Start of DATA

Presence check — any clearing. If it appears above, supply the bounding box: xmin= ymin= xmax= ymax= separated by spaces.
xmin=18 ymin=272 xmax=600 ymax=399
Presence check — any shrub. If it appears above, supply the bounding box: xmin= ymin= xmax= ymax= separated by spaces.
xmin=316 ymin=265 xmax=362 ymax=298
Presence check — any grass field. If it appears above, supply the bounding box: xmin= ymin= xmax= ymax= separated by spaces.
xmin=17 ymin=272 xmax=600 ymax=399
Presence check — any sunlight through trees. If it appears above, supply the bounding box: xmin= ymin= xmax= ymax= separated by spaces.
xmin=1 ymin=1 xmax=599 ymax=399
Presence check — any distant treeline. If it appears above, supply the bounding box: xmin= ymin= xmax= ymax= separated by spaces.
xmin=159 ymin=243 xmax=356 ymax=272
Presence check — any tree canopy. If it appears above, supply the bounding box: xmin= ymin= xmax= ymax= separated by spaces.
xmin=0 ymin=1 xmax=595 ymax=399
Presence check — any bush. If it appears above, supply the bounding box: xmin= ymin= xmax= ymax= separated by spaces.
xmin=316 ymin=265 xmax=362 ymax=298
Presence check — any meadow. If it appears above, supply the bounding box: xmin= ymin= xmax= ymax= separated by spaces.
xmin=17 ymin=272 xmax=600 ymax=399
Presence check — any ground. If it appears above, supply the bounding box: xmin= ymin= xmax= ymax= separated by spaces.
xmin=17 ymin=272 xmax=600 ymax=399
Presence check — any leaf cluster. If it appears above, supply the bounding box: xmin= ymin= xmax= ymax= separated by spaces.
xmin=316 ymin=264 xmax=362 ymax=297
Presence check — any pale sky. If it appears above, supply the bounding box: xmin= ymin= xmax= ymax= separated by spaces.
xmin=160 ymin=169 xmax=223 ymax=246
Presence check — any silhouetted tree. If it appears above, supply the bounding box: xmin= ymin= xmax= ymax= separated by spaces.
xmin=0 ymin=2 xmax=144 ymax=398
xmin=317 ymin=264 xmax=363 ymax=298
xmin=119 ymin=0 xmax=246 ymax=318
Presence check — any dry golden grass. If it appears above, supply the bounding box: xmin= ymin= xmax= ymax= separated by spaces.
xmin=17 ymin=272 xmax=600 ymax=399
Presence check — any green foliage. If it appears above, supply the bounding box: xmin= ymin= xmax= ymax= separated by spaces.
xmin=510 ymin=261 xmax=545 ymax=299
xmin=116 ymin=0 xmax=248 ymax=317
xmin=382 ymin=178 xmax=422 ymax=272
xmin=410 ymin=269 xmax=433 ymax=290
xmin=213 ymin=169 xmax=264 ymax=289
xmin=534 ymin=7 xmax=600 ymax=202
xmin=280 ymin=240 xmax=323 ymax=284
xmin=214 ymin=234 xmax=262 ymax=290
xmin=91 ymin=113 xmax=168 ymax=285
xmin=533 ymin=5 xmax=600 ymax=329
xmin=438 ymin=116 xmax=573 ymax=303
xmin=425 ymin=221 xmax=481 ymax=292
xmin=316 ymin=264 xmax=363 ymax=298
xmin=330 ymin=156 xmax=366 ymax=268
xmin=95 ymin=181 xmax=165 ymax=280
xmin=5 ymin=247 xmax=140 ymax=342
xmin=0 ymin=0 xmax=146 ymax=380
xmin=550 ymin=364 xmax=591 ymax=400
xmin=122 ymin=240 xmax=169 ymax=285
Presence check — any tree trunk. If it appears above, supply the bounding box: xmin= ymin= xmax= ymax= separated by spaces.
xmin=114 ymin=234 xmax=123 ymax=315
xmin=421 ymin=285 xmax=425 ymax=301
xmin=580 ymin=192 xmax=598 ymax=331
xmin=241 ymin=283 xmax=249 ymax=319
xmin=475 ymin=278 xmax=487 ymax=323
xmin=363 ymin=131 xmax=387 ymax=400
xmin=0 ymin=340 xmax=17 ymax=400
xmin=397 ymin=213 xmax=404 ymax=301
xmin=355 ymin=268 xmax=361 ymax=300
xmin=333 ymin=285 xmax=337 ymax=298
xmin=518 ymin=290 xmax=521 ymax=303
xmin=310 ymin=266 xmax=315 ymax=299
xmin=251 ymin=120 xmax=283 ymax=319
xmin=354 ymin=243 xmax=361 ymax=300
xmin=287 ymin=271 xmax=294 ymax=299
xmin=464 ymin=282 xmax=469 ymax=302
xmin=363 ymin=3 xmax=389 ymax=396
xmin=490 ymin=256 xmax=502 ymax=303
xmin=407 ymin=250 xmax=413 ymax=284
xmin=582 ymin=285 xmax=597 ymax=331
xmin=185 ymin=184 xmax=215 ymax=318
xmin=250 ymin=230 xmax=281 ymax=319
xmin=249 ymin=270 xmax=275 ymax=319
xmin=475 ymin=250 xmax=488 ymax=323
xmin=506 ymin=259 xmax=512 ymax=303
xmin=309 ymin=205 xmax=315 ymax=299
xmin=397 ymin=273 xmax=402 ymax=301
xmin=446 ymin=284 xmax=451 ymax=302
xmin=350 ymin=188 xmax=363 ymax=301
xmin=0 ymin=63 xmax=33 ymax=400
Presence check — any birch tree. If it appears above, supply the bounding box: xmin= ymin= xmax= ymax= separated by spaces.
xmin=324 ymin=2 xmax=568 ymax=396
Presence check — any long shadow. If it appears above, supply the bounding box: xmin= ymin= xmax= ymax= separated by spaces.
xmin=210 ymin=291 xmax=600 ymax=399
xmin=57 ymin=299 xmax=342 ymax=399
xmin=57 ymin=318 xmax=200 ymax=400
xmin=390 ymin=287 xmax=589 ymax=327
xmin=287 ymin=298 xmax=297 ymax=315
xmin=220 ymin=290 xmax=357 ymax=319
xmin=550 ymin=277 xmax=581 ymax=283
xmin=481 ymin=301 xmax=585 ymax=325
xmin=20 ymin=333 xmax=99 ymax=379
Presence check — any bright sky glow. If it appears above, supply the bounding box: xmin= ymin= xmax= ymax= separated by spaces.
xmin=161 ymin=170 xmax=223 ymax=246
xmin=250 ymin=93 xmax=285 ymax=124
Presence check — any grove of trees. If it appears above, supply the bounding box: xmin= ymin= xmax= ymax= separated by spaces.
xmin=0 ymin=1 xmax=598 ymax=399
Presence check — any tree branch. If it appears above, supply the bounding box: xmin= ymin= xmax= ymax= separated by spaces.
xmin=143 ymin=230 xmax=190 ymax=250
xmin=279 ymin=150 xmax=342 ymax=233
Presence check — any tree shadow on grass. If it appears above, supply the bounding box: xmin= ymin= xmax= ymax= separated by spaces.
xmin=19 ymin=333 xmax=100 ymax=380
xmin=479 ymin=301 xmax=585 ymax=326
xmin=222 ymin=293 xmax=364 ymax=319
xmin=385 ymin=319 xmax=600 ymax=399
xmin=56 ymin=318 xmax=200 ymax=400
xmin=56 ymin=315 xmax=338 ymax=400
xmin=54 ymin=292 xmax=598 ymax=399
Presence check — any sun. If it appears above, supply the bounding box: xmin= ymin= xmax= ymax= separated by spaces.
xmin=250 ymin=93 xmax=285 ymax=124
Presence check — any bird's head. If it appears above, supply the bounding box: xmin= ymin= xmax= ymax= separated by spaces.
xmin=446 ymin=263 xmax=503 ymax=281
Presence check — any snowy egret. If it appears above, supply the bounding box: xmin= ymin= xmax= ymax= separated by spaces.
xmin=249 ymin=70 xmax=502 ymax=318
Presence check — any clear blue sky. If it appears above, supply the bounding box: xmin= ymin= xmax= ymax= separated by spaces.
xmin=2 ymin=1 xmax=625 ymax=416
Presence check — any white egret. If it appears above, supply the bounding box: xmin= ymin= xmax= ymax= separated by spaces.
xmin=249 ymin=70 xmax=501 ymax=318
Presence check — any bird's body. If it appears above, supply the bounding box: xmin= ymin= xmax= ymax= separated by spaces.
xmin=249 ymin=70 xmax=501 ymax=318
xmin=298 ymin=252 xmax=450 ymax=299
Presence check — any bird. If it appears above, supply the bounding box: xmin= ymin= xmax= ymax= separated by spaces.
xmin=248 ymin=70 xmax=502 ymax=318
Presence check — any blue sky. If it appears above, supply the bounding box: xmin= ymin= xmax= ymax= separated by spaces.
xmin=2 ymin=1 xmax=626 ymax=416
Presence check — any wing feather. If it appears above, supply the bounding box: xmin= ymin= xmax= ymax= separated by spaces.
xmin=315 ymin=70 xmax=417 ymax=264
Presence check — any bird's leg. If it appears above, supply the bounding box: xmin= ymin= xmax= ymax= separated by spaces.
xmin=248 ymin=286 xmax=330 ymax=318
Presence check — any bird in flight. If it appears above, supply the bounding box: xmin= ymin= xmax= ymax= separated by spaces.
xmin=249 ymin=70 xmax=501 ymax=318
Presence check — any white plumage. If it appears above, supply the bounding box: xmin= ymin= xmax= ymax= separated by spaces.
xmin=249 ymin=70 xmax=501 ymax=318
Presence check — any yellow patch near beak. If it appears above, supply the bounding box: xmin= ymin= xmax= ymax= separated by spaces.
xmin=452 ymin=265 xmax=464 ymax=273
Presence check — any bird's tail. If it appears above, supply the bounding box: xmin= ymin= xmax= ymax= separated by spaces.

End of DATA

EXERCISE INSTRUCTIONS:
Give the lines exactly as they stand, from the line with "Presence check — any bird in" through the end of the material.

OUTPUT OF THE EXERCISE:
Presence check — any bird in flight. If it appears above, supply the bounding box: xmin= ymin= xmax= ymax= separated by spaces.
xmin=249 ymin=70 xmax=501 ymax=318
Presence check — any white plumage. If it appears above, supply the bounding box: xmin= ymin= xmax= ymax= separated by spaces.
xmin=249 ymin=70 xmax=501 ymax=318
Presence check — any yellow patch near beak. If it appears above, supply the bounding box: xmin= ymin= xmax= ymax= separated by spaces.
xmin=452 ymin=265 xmax=464 ymax=273
Presence check — any bird's tail. If it appears above, supply the bounding box: xmin= ymin= xmax= ymax= separated by spaces.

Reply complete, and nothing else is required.